= Consegna =
Trascrivi parola per parola il brano su ironia e violenza, partendo da "Forse va messa" e terminando con "che ci rimanga.".

= Brano da leggere =
□ □ □ □ □
Ora, se questa prospettiva religiosa evidentemente non ci umilia, né ci esclude, poiché ci contempla all’interno di un progetto, o un supremo disegno, che in qualche modo ci giustifica, e ci dona rilevanza, l’alternativa più razionale e negatrice, non fa altro che elevarci direttamente allo status di Dio.
A chi altro si addice, in fondo, una tale invulnerabilità? I flagelli non ci sorpassano, ne sussistono oltre noi. Pure la peggiore delle catastrofi è riportata a misura d’uomo. In entrambi i casi, di ciò che è propriamente umano, rimane poco.
Forse, questa aridità di fantasia, se non addirittura di coraggio e di sincera passione, ha a che fare con la pretesa di un controllo sugli eventi, che accadono, e che siamo, così sfuggevoli e scivolosi. Specchi della nostra impotenza. Questa presa inferma sulle cose ci espone alla contraddizione che la grande fuga dall’Ignoto implica nel profondo: chi invoca il controllo su tutto, lo ammette persino su di sé. È così che rifiutare il flagello e l’imprevedibile, finisce per moltiplicarli e localizzarli; veniamo colpiti in maniera proporzionale al potere che millantiamo: non abbiamo concepito uno spazio per viverli autenticamente, quando si presenteranno a noi.
Questa pretesa si esplicita in due forme.
L’ironia e la violenza, che condividono in questi frangenti, una portata estraniante.
Forse va messa subito in chiaro una cosa: non sono propriamente strumenti difensivi, ma piuttosto, agiscono in noi, come specchi deformanti. Entrambe si annunciano come manifestazioni privilegiate della nostra partecipazione alle cose che subiamo. Eppure, ricorsivamente modellano la realtà da cui nascono, affinché questa le presuma.
L’ironia sfalda i piani del reale rendendolo inerme. È una strategia d’attacco. Tanto quanto una violenza, che quasi sempre gratuita, riformula gli assunti di convivenza e comunità di valori, imponendoceli alla luce della sua necessità.
La violenza diventa allora illusione di un eroismo sublimato. La più goffa delle discese in campo. L’ironia un inganno che assume la forma di una rivolta epurata da ogni ideologia e dogma. La più potente ed efficacie arma individuale che ci rimanga.
Di fronte a ogni catastrofe e tragedia – e non in mezzo, laddove la realtà è un po’ troppo intensa, e nei sui modi assurdi, già violenta e ironica di per sé, bensì di fronte – per entrare in esse, emotivamente o razionalmente, poco importa, forse solo per ammetterne l’esistenza stessa, ci affidiamo a questi due potenti mezzi: l’ironia ci permette di elevarci dal fatto, ridicolizzandolo e sradicandolo dal tempo e il luogo della sua presenza; ogni accadimento viene diluito nello smascheramento delle sue ambiguità. La violenza straccia ogni possibile sussistenza, e futura incursione, garantendo uno stato di alienazione e separazione dalla feroce insistenza di quei fatti.
□ □ □ □ □
= Dati estratti =
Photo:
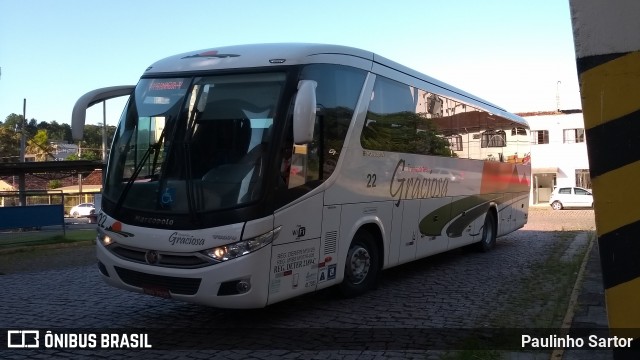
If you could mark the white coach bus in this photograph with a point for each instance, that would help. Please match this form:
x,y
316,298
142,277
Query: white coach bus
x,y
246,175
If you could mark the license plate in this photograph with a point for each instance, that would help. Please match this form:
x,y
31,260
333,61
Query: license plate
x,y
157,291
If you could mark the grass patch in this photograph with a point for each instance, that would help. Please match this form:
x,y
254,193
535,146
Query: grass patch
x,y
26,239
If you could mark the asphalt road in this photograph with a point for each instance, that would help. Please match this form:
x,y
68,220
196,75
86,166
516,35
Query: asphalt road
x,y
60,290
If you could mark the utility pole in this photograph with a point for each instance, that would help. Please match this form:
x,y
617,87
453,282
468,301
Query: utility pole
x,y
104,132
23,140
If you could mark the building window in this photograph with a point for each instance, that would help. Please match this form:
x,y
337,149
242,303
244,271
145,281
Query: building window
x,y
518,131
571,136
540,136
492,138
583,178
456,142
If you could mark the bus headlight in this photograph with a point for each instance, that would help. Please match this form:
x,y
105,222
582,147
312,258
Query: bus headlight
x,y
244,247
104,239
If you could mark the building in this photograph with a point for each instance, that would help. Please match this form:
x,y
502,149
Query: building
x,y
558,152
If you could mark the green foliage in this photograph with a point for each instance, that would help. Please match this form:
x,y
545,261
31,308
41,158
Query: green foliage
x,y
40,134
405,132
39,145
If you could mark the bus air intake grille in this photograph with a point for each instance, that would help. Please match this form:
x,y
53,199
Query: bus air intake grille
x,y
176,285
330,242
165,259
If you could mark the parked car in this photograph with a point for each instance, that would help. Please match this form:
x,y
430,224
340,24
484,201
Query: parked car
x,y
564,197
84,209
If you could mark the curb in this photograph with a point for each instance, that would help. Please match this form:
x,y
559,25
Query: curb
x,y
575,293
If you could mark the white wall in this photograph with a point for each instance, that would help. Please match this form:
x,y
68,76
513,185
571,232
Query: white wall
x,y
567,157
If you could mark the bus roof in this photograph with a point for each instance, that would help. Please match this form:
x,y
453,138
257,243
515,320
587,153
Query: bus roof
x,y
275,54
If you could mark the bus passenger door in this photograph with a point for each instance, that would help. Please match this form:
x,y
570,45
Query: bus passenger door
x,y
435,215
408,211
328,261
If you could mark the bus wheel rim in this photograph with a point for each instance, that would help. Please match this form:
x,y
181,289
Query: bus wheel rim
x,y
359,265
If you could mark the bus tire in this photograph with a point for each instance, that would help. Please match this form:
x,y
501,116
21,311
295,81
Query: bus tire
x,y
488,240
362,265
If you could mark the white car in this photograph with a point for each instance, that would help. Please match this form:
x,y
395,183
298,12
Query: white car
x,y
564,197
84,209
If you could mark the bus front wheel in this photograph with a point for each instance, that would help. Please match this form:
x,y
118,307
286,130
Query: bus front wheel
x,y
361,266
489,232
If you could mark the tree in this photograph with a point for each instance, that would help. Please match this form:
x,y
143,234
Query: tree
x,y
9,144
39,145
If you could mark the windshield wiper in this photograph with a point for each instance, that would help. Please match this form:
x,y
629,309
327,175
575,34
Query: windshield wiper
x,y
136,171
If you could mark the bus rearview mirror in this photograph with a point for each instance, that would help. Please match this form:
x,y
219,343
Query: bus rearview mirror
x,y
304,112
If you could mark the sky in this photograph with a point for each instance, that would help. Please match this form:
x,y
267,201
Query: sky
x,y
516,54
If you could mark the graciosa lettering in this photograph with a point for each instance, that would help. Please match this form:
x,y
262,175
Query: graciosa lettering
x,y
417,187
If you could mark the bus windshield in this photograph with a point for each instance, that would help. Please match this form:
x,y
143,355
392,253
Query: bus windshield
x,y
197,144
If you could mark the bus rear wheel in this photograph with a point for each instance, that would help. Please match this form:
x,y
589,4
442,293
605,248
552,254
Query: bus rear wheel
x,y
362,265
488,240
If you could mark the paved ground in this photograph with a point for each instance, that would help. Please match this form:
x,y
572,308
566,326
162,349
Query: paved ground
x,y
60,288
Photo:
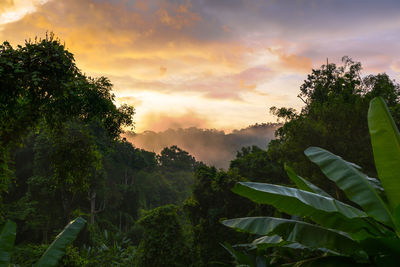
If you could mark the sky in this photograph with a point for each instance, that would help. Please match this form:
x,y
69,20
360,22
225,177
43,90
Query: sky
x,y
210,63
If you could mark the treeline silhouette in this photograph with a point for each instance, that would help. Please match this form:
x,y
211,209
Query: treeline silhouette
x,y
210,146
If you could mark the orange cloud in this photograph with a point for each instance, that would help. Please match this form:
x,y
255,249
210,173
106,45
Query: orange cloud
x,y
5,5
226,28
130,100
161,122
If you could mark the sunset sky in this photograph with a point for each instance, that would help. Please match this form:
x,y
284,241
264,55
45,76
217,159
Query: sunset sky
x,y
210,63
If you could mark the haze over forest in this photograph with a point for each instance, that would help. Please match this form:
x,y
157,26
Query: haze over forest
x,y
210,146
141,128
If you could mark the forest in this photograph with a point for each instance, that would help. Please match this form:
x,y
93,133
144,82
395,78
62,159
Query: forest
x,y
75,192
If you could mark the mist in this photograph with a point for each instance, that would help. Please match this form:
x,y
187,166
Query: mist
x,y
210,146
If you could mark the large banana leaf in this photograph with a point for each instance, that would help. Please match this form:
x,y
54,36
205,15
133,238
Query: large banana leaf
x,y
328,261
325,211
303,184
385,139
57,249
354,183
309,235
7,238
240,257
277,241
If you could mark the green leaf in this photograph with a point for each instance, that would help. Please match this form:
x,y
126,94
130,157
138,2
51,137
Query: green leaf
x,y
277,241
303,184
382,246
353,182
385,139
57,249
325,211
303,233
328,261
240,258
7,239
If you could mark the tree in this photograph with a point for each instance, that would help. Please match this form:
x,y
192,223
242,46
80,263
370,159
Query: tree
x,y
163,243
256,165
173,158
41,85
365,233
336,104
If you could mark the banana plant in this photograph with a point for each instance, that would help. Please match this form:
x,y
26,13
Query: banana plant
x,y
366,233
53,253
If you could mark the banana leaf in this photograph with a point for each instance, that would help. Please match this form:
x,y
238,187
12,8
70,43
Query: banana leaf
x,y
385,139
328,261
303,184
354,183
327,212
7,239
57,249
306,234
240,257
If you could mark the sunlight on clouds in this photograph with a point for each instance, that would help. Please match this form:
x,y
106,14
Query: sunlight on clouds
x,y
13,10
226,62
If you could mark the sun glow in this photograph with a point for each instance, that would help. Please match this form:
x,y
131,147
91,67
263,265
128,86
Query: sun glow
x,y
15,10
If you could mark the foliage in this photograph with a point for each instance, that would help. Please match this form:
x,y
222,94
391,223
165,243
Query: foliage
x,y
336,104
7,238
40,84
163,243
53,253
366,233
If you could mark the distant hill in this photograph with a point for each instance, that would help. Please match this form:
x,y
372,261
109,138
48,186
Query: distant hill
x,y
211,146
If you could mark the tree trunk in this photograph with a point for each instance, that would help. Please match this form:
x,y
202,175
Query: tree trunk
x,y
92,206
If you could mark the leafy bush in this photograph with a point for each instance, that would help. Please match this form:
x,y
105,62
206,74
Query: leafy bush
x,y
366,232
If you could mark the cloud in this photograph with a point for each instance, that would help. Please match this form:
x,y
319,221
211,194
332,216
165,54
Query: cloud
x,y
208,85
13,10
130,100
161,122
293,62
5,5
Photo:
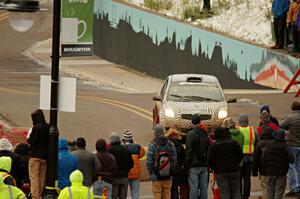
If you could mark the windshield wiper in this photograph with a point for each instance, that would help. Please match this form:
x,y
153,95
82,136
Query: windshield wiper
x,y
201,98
□ □ □ □ □
= Spazio risposta =
Forse va messa subito in chiaro una cosa: non sono propriamente strumenti difensivi, ma piuttosto, agiscono in noi, come specchi deformanti. Entrambe si annunciano come manifestazioni privilegiate della nostra partecipazione alle cose che subiamo. Eppure, ricorsivamente modellano la realtà da cui nascono, affinché questa le presuma.
L’ironia sfalda i piani del reale rendendolo inerme. È una strategia d’attacco. Tanto quanto una violenza, che quasi sempre gratuita, riformula gli assunti di convivenza e comunità di valori, imponendoceli alla luce della sua necessità.
La violenza diventa allora illusione di un eroismo sublimato. La più goffa delle discese in campo. L’ironia un inganno che assume la forma di una rivolta epurata da ogni ideologia e dogma. La più potente ed efficacie arma individuale che ci rimanga.